- **Página**
Jürgen Philips – Essa é uma questão muito complicada e polêmica, porque existem inúmeras soluções para isso. Como o cadastro é gerenciado em outros países? Na Suíça existe um cadastro planejado, como ocorre no Brasil com os cartórios de registros de imóveis. Existem “cartórios de cadastros” que exercem a função por delegação do Estado e há países em que o cadastro é municipal. O Brasil é um país muito grande para ter um cadastro centralizado. É possível imaginar uma divisão entre governo federal, estaduais e municipais, de forma que a competência normativa fique com a União, para que se criem regras uniformes para todos os imóveis brasileiros. O mesmo acontece com a Lei de Registros Públicos, que estabelece como um imóvel deve ser registrado, independentemente de sua localização geográfica, uma vez que os princípios que informam o registro predial pátrio é o mesmo. Também queremos isso para o cadastro, por isso precisamos de uma regulamentação para o país todo. A execução, sim, poderia ser do município – ou ser feita em forma de consórcios e o Estado poderia fiscalizar por meio de seus institutos de terras, além de dar assistência técnica para os municípios que ainda não têm uma estrutura técnica, equipamentos ou qualificação para os serviços.

Listagem de dados

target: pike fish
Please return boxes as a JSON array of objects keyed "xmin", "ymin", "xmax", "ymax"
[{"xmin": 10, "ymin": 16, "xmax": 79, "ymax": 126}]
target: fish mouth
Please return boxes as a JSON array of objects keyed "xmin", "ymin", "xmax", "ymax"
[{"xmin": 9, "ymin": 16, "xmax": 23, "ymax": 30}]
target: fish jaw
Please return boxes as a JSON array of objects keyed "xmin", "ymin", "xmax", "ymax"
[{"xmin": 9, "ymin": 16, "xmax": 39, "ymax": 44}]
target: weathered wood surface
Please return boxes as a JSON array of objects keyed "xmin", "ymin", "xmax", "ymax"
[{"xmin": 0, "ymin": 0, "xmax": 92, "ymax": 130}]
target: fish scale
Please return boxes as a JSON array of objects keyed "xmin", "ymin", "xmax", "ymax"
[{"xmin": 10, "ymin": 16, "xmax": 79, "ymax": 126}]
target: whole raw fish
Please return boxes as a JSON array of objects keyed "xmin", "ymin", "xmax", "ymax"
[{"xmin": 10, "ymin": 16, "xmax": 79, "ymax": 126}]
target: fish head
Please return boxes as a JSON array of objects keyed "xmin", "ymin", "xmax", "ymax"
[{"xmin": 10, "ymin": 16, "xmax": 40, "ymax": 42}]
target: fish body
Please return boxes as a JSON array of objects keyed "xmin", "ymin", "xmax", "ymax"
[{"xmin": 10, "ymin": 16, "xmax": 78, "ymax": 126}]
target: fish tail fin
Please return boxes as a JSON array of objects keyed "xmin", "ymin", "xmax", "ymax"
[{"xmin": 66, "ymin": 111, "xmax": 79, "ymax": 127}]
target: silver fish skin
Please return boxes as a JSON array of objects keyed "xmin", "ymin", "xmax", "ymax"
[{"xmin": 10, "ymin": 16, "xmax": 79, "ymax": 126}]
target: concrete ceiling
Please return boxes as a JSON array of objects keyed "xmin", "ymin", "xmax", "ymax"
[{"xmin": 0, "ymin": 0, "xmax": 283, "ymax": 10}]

- **Instruções**
1: Segundo o texto sobre cadastro de imóveis, por que o Brasil não deveria ter um cadastro centralizado?
2: Indique se cada afirmação concorda com o texto sobre cadastro de imóveis. Responda sim ou não e cite as palavras do texto que decidem a questão.
(a) Na Suíça existe um cadastro planejado.
(b) A competência normativa deveria ficar com os municípios.
(c) O Estado poderia fiscalizar a execução por meio de seus institutos de terras.
3: Liste tudo o que, de acordo com o texto sobre cadastro de imóveis, alguns municípios ainda não têm para executar os serviços.
Os itens não são usados em nenhuma destas tarefas.

- **Respostas por tarefa**
1: Porque o Brasil é um país muito grande para isso.

2:
(a) Sim: "Na Suíça existe um cadastro planejado".
(b) Não: "a competência normativa fique com a União".
(c) Sim: "o Estado poderia fiscalizar por meio de seus institutos de terras".

3: Estrutura técnica, equipamentos e qualificação.